*What is needed*.
Can you reproduce all of the data below, substituting "search phrase" for every occurrence of "query phrase" and changing nothing else? Leave the pictures out of your answer.

**********

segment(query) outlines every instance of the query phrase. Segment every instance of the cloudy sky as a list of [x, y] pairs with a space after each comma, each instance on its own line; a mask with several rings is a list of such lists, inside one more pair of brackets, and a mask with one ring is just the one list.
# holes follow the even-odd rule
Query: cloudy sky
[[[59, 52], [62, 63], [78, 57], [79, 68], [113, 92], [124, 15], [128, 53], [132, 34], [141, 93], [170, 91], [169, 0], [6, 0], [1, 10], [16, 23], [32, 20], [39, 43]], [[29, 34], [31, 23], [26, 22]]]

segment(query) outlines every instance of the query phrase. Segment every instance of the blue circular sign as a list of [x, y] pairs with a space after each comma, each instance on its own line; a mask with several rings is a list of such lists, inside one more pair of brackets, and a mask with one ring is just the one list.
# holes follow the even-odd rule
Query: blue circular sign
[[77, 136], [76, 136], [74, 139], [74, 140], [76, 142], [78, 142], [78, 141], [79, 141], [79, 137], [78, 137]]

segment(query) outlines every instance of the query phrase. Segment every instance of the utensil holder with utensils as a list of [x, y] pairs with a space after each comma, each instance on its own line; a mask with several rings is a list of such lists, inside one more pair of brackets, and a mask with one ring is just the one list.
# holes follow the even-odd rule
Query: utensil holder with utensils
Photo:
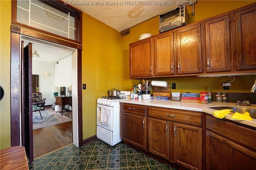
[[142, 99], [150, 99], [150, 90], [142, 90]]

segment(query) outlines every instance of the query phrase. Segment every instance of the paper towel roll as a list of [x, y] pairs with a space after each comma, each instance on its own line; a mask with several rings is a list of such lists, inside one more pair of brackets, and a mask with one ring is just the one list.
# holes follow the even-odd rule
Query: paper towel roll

**********

*Output for this task*.
segment(query) outlines every instance of the search phrase. Segment every instance of the cloudy sky as a list of [x, y] pairs with a space after each comma, each instance on its own line; a mask with several rings is a list of such lists, inside one more pair of brackets, and a mask with one ring is just the one list.
# holes follow the even-odd rule
Query: cloudy sky
[[[59, 52], [62, 63], [78, 57], [79, 68], [113, 92], [124, 15], [128, 53], [132, 34], [141, 93], [170, 91], [169, 0], [6, 0], [1, 10], [16, 23], [32, 20], [39, 43]], [[29, 34], [31, 23], [26, 22]]]

segment(query) outlines every instance of the search phrase. Segment every instance of the blue circular sign as a list of [x, y] pairs with a space after each comma, each instance on its own line; a mask with several rings is a list of such lists, inside one more pair of brackets, and a mask with one ring is just the one list.
# holes follow the even-odd rule
Query: blue circular sign
[[77, 136], [76, 136], [74, 139], [74, 140], [76, 142], [78, 142], [78, 141], [79, 141], [79, 137], [78, 137]]

segment(query) outlines every instance of the search phrase. Segment every instance of the utensil holder with utensils as a list of [x, y] pairs with a space after each comma, each instance on its own line; a mask with several rings is a list of such lists, inside one more pair of brackets, and a mask with one ring is just the one list.
# holes follow the even-odd rule
Query: utensil holder with utensils
Photo:
[[142, 99], [150, 99], [150, 90], [142, 90]]

segment(query) outlines every instance of the search phrase. Segment every instance of the paper towel roll as a list of [x, y] pairs with a space after each comma, each instance on its own line; a mask with several rings is a list of such lists, inside one more pair of brackets, and a mask with one ring is just the one list.
# holes follow the even-odd rule
Query: paper towel roll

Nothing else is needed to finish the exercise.